TEXTE EXTRAIT
....................
Ce qui distingue les arts martiaux des autres pratiques physiques, les sports, c’est leur relation avec la culture, ces siècles d’histoire et de tradition qui se s’entremêlent à la technique, cette approche intellectuelle qui entrouvre des chemins vers l’accomplissement, qui ouvre la voie des arts martiaux. En plus du Karaté, Barbara Porcellini a décidé de pénétrer l’esprit japonais par l’Ikebana, l’art floral traditionnel, qui présente beaucoup de similitudes avec le Karate-Do.
....................
DONNÉES ENREGISTRÉES
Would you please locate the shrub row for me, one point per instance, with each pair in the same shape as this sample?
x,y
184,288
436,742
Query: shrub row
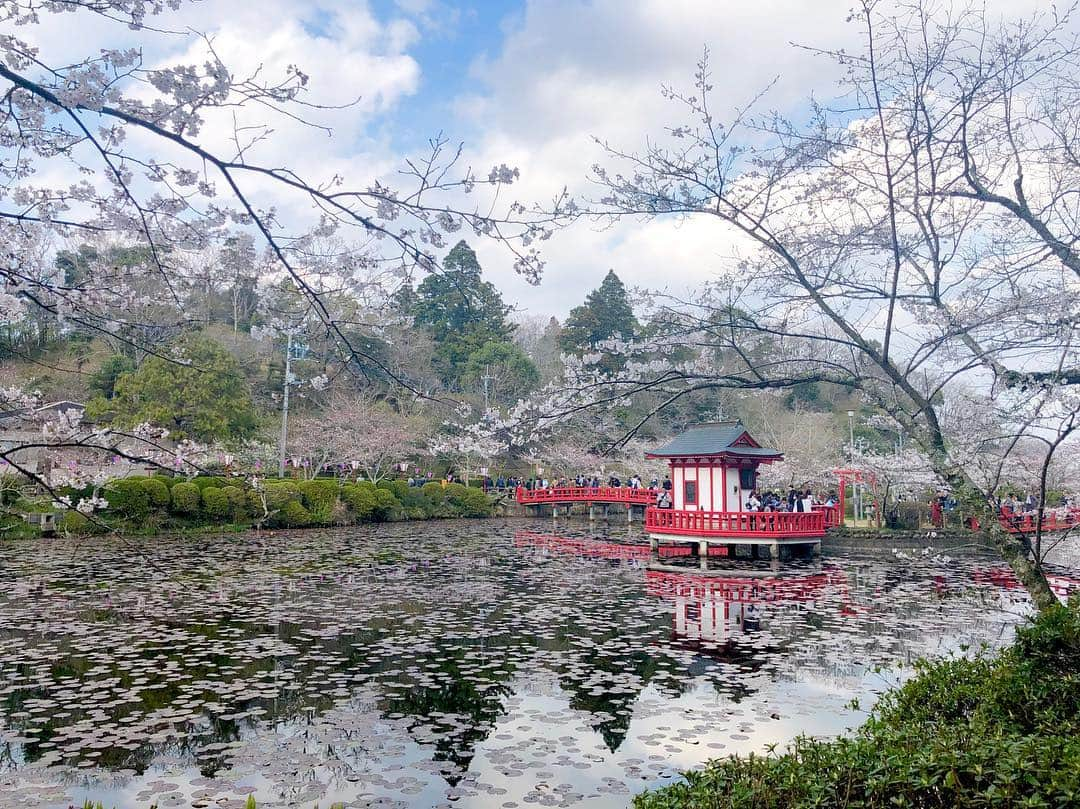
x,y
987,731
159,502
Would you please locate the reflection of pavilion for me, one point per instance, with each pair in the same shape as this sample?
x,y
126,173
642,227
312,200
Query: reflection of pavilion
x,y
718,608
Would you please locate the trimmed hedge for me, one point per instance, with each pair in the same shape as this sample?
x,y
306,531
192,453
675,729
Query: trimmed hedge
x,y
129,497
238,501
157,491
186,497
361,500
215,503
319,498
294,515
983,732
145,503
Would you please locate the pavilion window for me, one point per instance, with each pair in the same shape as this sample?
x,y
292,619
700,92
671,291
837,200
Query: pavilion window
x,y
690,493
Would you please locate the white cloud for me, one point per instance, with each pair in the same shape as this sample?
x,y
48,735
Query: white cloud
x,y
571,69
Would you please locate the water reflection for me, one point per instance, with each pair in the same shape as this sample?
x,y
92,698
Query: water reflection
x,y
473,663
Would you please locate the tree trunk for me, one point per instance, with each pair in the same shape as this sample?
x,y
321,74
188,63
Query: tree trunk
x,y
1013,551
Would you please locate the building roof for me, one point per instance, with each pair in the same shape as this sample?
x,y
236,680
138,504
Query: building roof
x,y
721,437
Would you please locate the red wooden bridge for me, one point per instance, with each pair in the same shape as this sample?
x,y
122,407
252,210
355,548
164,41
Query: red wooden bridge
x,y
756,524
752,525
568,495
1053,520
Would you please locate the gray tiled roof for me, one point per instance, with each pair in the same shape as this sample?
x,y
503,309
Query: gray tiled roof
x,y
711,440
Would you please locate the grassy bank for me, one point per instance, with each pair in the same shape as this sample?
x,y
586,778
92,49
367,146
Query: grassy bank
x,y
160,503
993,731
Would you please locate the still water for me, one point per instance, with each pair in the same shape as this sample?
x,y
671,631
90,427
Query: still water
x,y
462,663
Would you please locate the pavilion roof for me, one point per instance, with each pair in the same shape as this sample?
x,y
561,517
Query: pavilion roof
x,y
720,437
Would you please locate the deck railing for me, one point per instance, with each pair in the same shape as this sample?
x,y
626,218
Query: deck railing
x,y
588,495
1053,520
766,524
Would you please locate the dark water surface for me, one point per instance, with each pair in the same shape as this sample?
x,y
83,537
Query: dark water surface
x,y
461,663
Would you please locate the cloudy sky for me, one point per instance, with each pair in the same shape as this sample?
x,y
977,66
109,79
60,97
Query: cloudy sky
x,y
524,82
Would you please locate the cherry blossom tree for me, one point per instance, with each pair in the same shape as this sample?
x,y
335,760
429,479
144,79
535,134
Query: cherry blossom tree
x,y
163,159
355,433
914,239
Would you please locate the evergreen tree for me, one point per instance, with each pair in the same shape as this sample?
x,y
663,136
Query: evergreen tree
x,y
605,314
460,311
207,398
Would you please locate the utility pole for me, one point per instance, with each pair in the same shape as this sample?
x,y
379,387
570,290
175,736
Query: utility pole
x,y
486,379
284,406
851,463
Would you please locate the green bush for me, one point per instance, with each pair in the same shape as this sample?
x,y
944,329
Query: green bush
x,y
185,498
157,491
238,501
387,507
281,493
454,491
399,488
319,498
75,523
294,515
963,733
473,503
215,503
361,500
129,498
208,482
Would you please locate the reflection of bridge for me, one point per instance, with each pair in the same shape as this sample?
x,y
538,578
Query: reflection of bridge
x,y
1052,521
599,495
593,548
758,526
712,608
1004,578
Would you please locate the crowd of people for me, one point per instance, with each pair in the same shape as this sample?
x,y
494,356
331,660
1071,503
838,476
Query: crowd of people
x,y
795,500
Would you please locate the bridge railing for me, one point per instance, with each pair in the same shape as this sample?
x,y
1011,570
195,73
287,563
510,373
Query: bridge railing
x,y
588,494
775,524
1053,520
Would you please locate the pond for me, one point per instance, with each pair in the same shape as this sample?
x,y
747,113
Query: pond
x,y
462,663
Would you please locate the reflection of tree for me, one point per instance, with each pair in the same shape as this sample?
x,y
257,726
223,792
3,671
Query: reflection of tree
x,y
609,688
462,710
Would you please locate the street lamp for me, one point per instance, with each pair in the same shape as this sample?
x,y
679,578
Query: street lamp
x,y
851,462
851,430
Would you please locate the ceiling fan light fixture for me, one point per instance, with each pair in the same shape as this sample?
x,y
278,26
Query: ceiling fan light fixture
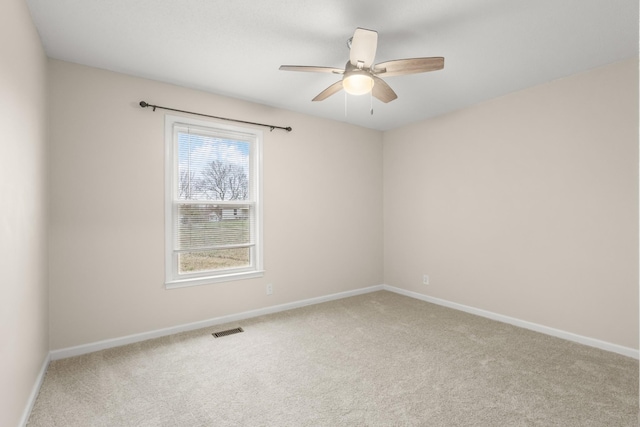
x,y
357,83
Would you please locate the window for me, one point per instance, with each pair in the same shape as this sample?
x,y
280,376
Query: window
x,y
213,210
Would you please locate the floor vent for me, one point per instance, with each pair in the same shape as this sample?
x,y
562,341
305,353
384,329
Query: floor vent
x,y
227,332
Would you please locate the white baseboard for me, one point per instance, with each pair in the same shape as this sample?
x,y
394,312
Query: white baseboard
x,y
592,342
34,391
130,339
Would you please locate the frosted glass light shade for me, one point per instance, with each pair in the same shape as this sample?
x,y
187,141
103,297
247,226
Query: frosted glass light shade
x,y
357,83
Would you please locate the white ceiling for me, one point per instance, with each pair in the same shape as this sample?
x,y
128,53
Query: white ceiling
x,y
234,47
....................
CONSIGNES
[1] Dans le texte sur les arts martiaux, quel art Barbara Porcellini a-t-elle choisi, en plus du Karaté, pour pénétrer l'esprit japonais ?
[2] Prolongez le texte sur les arts martiaux et l'Ikebana en reprenant après sa dernière phrase.

RÉPONSES PAR CONSIGNE
[1] L'Ikebana, l'art floral traditionnel.

[2]
Par Ludovic Mauchien / Photos : DR


Ikebana, ou encore Kado, c’est la « voie des fleurs », ou « l’art de faire vivre les fleurs ». C’est l’art traditionnel japonais de la composition florale. C’est aussi une manière de (re)découvrir la nature, de la respecter et de la soigner encore plus, de la mettre en valeur. Sa pratique est codifiée. Son apprentissage est régulé par des « Katas » de fleurs. Sa maîtrise demande une connaissance technique et historique comme le requiert l’art martial. C’est une histoire de vie et de mort, de cheminement, de vide, d’avenir et de passé…

Ceinture noire 1er Dan de Karaté, formée à l’école de Jacques Tapol, Barbara Porcellini a découvert l’Ikebana il y a 8 ans. Elle a accroché et est devenue passionnée. Elle peut désormais l’enseigner. Elle nous éclaire sur cet art ancestral.

L’histoire et la philosophie : au fil de l’eau…

Sensho Ikenobo, le moine qui a rédigé les premiers écrits de l’Ikebana, vivait au Temple Rocakudo à Kyoto, au bord d’un lac. C’est lui qui a donné son nom à la plus ancienne école d’Ikebana fondée au 6e siècle. C’est la plus traditionnelle.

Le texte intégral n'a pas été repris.